___ Information shown ___
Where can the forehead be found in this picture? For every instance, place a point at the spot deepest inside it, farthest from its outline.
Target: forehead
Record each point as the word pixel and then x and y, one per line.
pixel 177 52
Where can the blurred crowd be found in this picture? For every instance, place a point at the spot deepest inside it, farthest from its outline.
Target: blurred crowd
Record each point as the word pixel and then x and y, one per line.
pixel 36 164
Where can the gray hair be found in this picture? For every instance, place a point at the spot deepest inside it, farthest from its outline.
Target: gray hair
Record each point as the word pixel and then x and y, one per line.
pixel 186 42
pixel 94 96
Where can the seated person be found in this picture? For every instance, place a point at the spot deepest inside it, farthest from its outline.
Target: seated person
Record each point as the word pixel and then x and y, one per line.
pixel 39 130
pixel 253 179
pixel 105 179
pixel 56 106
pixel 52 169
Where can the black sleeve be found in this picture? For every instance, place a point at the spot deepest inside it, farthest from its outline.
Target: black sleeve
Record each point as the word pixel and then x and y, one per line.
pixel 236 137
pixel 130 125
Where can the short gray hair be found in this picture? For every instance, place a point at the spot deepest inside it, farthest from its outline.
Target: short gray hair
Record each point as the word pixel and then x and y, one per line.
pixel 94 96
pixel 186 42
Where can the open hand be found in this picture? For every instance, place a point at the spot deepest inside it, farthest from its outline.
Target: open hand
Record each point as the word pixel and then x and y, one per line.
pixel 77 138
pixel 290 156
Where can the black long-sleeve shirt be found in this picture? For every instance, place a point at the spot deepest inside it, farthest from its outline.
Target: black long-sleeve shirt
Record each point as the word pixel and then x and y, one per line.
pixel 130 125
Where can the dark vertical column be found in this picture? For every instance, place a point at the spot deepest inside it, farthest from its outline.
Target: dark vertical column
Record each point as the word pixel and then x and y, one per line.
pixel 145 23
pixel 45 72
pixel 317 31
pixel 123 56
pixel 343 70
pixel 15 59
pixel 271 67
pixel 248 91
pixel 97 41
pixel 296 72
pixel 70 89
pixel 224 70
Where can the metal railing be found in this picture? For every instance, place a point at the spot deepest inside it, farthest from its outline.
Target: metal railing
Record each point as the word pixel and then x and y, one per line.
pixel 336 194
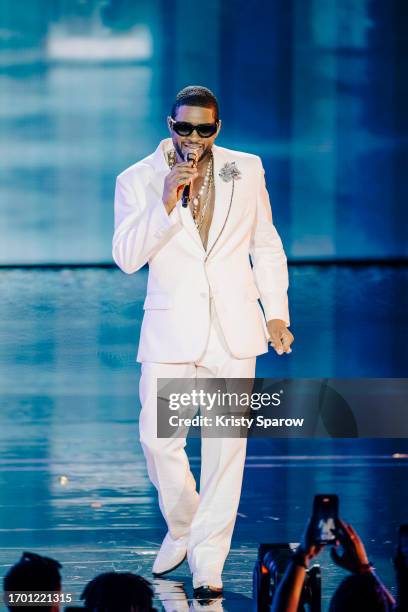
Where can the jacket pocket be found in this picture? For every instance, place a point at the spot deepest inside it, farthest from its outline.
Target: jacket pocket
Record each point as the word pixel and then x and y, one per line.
pixel 158 301
pixel 252 293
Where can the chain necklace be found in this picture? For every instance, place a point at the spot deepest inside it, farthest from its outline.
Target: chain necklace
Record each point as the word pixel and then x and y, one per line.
pixel 197 210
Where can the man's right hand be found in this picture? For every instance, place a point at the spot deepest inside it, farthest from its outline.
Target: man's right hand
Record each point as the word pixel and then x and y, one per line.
pixel 180 175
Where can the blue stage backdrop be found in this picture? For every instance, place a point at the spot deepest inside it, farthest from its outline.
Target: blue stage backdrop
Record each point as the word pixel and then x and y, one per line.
pixel 318 88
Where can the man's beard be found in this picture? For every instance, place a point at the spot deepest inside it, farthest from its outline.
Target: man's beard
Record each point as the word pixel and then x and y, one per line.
pixel 179 152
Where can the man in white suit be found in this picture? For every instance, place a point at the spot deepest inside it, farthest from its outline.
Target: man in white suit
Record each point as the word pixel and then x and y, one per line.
pixel 202 317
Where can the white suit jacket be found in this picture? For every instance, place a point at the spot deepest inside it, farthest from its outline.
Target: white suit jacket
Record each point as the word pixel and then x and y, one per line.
pixel 182 274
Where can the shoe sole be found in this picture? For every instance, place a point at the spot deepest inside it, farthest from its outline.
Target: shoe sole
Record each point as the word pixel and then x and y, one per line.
pixel 157 574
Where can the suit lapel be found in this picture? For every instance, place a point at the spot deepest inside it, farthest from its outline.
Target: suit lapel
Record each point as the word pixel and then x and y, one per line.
pixel 223 192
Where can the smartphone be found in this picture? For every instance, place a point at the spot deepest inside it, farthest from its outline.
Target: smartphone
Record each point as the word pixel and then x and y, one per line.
pixel 403 541
pixel 325 518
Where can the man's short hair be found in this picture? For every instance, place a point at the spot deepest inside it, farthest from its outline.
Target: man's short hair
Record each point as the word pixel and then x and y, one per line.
pixel 359 592
pixel 113 591
pixel 195 95
pixel 33 573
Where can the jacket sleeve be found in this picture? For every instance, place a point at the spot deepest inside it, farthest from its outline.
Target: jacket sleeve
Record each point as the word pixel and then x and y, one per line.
pixel 142 225
pixel 268 257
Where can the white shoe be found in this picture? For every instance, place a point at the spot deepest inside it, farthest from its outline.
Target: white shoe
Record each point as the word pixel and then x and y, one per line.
pixel 172 553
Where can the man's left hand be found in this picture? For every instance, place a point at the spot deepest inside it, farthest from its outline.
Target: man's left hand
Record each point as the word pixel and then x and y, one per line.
pixel 279 336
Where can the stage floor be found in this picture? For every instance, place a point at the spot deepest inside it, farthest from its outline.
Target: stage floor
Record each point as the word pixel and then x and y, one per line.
pixel 73 483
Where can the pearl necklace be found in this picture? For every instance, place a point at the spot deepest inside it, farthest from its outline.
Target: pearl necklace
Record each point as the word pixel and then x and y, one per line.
pixel 197 211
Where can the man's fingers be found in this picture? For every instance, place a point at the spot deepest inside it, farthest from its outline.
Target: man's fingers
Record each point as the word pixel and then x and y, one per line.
pixel 287 339
pixel 276 343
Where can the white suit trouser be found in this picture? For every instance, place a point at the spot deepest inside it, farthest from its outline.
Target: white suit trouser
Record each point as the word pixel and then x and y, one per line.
pixel 207 518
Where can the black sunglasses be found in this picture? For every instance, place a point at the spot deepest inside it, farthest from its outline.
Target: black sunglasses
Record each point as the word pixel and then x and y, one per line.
pixel 204 130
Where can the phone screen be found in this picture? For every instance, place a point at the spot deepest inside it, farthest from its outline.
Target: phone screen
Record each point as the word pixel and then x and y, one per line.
pixel 403 540
pixel 324 518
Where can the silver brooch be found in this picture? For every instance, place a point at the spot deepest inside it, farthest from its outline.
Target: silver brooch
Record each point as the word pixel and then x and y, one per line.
pixel 229 172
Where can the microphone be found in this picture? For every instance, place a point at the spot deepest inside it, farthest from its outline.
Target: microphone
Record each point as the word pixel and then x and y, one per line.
pixel 191 156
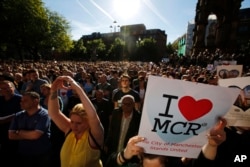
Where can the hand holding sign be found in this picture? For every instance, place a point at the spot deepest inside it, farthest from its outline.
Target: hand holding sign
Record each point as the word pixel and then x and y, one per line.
pixel 217 135
pixel 192 109
pixel 177 116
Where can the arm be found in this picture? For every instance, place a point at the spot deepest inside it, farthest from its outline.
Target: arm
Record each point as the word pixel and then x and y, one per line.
pixel 62 122
pixel 25 134
pixel 93 119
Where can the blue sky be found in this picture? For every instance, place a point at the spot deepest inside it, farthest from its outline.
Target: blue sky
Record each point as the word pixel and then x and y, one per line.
pixel 88 16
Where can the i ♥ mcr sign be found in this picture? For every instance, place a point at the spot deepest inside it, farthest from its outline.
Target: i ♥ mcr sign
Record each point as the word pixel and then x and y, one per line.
pixel 177 115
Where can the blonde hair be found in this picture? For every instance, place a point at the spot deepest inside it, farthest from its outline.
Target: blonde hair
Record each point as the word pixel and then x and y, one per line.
pixel 79 110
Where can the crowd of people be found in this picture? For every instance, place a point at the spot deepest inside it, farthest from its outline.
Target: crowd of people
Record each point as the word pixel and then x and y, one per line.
pixel 70 113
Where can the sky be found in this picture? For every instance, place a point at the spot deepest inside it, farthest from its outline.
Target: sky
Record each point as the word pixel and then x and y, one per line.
pixel 88 16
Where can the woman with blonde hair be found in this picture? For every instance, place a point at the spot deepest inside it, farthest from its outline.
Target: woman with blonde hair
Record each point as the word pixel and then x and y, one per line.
pixel 81 128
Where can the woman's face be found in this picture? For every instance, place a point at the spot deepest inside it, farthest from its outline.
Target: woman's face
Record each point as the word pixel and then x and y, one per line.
pixel 78 124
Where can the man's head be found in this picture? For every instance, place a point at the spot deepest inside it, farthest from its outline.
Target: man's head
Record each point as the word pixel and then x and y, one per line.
pixel 7 89
pixel 34 74
pixel 125 81
pixel 30 101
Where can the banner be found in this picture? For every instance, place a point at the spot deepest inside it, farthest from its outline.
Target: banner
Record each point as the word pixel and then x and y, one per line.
pixel 178 114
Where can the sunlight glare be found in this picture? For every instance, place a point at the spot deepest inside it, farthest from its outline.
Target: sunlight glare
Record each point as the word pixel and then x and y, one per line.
pixel 126 8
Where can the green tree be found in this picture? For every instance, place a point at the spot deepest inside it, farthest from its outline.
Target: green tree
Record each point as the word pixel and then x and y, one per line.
pixel 116 51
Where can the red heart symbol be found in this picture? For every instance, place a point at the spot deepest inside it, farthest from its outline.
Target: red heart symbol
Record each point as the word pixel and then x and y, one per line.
pixel 192 109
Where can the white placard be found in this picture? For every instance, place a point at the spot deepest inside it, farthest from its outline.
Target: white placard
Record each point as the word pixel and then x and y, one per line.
pixel 178 114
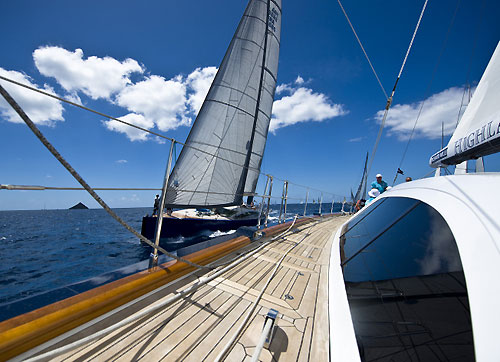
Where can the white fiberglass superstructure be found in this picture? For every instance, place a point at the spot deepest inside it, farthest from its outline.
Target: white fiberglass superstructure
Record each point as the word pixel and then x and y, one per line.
pixel 413 276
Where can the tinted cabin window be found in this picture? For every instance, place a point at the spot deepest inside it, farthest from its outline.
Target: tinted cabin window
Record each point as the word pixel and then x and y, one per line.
pixel 405 284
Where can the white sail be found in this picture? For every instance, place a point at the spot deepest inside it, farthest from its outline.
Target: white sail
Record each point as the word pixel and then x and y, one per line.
pixel 222 156
pixel 478 133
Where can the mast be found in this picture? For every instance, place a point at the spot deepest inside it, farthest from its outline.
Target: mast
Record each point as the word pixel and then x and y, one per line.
pixel 244 174
pixel 223 153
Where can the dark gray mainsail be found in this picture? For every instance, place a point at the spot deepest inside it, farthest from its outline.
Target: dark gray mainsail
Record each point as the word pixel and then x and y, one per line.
pixel 221 159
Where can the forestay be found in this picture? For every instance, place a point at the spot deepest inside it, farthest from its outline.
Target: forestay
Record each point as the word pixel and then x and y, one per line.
pixel 478 133
pixel 223 152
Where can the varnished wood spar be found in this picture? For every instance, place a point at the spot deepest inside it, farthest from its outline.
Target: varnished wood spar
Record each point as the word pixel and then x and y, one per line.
pixel 29 330
pixel 197 327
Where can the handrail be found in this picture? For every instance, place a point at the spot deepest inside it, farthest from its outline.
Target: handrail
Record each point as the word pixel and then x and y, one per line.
pixel 148 310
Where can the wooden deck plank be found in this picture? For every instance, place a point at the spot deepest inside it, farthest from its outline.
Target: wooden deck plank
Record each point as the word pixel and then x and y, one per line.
pixel 198 327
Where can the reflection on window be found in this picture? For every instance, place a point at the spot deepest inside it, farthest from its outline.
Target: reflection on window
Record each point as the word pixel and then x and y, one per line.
pixel 405 285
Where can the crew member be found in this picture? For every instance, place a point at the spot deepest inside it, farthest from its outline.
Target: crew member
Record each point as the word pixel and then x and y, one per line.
pixel 379 184
pixel 156 205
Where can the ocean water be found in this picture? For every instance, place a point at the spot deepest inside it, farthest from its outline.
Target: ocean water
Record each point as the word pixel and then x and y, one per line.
pixel 44 250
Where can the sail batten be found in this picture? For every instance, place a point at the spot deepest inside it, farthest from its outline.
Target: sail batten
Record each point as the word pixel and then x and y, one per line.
pixel 221 159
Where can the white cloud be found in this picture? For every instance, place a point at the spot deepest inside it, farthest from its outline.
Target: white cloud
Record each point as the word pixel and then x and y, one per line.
pixel 41 109
pixel 199 82
pixel 303 105
pixel 440 107
pixel 356 139
pixel 299 80
pixel 132 133
pixel 283 88
pixel 158 100
pixel 96 77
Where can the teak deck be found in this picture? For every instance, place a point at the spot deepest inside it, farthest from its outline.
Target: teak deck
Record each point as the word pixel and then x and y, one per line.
pixel 198 327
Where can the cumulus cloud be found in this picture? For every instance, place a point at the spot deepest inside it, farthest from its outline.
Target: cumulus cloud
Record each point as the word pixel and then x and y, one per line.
pixel 132 133
pixel 303 105
pixel 41 109
pixel 438 108
pixel 158 100
pixel 95 77
pixel 199 82
pixel 356 139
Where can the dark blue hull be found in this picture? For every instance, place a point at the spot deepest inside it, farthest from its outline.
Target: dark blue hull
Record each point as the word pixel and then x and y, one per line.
pixel 173 227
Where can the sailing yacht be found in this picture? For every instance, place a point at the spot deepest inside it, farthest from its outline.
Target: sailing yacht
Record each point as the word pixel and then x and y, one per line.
pixel 413 276
pixel 221 159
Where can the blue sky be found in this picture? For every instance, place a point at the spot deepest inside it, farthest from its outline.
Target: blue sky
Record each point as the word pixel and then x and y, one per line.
pixel 154 59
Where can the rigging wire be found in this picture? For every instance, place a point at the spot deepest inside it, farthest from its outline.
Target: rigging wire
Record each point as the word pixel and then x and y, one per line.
pixel 472 55
pixel 363 49
pixel 152 132
pixel 443 47
pixel 82 182
pixel 389 101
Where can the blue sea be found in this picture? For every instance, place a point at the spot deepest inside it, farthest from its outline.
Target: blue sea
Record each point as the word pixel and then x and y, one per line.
pixel 47 250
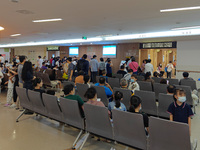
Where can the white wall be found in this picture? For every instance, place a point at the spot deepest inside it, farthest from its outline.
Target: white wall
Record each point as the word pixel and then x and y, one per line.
pixel 188 58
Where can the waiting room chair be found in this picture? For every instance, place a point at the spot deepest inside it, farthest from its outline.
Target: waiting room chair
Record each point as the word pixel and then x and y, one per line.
pixel 52 107
pixel 129 129
pixel 168 135
pixel 148 102
pixel 164 101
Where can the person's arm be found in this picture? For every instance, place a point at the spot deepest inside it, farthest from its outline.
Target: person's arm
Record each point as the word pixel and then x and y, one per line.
pixel 189 123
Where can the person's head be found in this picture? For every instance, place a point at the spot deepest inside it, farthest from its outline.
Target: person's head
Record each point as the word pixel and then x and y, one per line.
pixel 171 89
pixel 124 83
pixel 26 68
pixel 135 103
pixel 94 56
pixel 69 89
pixel 101 59
pixel 69 60
pixel 81 73
pixel 102 80
pixel 133 78
pixel 163 81
pixel 104 73
pixel 155 74
pixel 86 79
pixel 37 82
pixel 91 93
pixel 180 95
pixel 147 75
pixel 118 97
pixel 22 59
pixel 133 59
pixel 122 67
pixel 185 74
pixel 51 92
pixel 84 56
pixel 130 71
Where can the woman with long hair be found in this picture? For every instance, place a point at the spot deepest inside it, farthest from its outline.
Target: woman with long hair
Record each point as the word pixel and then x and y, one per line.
pixel 27 75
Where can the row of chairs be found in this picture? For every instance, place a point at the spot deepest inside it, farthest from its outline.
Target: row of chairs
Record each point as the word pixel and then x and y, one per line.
pixel 124 127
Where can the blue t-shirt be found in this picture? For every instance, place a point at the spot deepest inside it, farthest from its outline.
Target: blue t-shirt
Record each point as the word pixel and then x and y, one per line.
pixel 180 113
pixel 108 68
pixel 112 104
pixel 107 90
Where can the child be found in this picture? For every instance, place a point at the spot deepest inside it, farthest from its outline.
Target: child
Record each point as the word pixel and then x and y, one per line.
pixel 179 110
pixel 10 83
pixel 133 85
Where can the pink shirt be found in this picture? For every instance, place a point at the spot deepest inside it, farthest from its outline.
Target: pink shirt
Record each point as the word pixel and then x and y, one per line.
pixel 134 66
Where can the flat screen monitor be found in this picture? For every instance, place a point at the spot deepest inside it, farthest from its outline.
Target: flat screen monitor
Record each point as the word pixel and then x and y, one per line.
pixel 73 51
pixel 109 51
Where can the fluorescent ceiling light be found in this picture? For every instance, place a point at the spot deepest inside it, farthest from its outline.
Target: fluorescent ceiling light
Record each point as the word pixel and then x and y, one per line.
pixel 48 20
pixel 15 35
pixel 183 28
pixel 1 28
pixel 180 9
pixel 188 32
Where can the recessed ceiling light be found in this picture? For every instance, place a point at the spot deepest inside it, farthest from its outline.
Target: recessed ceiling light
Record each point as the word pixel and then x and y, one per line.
pixel 48 20
pixel 183 28
pixel 1 28
pixel 180 9
pixel 15 35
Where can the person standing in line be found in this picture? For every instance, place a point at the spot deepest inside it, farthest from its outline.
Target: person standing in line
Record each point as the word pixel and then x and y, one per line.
pixel 70 68
pixel 102 66
pixel 133 65
pixel 94 65
pixel 40 61
pixel 27 75
pixel 109 68
pixel 148 67
pixel 170 67
pixel 83 64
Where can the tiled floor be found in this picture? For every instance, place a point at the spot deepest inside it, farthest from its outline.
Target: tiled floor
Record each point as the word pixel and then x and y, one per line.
pixel 40 133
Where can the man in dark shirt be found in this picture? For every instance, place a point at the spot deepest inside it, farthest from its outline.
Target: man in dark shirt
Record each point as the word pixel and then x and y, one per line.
pixel 121 71
pixel 83 64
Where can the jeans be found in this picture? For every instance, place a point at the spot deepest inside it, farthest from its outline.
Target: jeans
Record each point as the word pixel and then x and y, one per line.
pixel 93 76
pixel 169 74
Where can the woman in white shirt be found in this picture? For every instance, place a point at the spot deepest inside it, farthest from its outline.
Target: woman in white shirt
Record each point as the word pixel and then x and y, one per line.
pixel 169 69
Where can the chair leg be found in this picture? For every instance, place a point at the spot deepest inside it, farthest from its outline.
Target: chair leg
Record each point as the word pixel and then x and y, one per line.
pixel 17 120
pixel 80 133
pixel 87 135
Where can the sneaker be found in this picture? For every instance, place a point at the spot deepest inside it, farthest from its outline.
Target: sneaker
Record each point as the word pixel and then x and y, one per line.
pixel 6 105
pixel 13 105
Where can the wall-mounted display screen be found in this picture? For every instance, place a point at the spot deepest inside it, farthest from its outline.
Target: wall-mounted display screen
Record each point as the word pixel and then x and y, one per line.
pixel 73 51
pixel 110 51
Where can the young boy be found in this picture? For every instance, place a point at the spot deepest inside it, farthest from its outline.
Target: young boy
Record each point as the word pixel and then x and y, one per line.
pixel 133 85
pixel 179 110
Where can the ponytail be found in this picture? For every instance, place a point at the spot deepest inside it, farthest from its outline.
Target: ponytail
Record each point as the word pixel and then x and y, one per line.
pixel 118 97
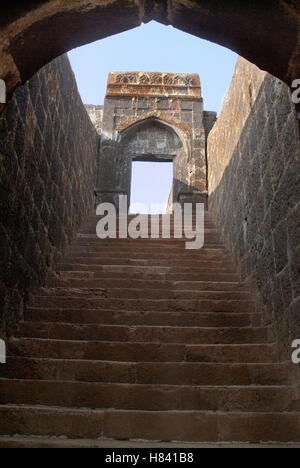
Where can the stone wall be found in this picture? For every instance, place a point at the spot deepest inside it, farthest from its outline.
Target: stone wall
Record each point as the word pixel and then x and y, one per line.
pixel 143 114
pixel 48 149
pixel 96 116
pixel 254 190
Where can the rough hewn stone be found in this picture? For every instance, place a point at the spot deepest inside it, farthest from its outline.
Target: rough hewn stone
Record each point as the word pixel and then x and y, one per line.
pixel 50 28
pixel 254 189
pixel 153 117
pixel 47 164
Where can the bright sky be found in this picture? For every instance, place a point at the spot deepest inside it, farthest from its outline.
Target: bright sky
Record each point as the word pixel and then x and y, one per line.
pixel 153 47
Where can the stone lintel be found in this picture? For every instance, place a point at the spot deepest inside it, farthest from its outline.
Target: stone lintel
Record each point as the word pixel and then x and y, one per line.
pixel 152 84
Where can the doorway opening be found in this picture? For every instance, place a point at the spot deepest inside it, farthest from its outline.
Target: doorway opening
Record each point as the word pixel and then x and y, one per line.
pixel 151 184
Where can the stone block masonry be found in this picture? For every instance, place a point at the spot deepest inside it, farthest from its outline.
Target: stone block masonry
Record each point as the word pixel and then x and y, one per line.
pixel 48 149
pixel 153 117
pixel 254 190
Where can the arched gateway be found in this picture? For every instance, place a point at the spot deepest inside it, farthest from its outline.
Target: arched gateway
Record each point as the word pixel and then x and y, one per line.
pixel 153 117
___
→ What to work on
Filter the listing down to the lines holding the word "stage", and return those.

→ Task response
Where can the blue stage backdrop be found in this picture? For every instance, place a point at the spot deepest inside it, farthest from its outline.
Target: blue stage backdrop
Where can the stage floor be found in this picture? For every instance, place a point at the spot deepest inside it, farthest from its outline.
Target: stage floor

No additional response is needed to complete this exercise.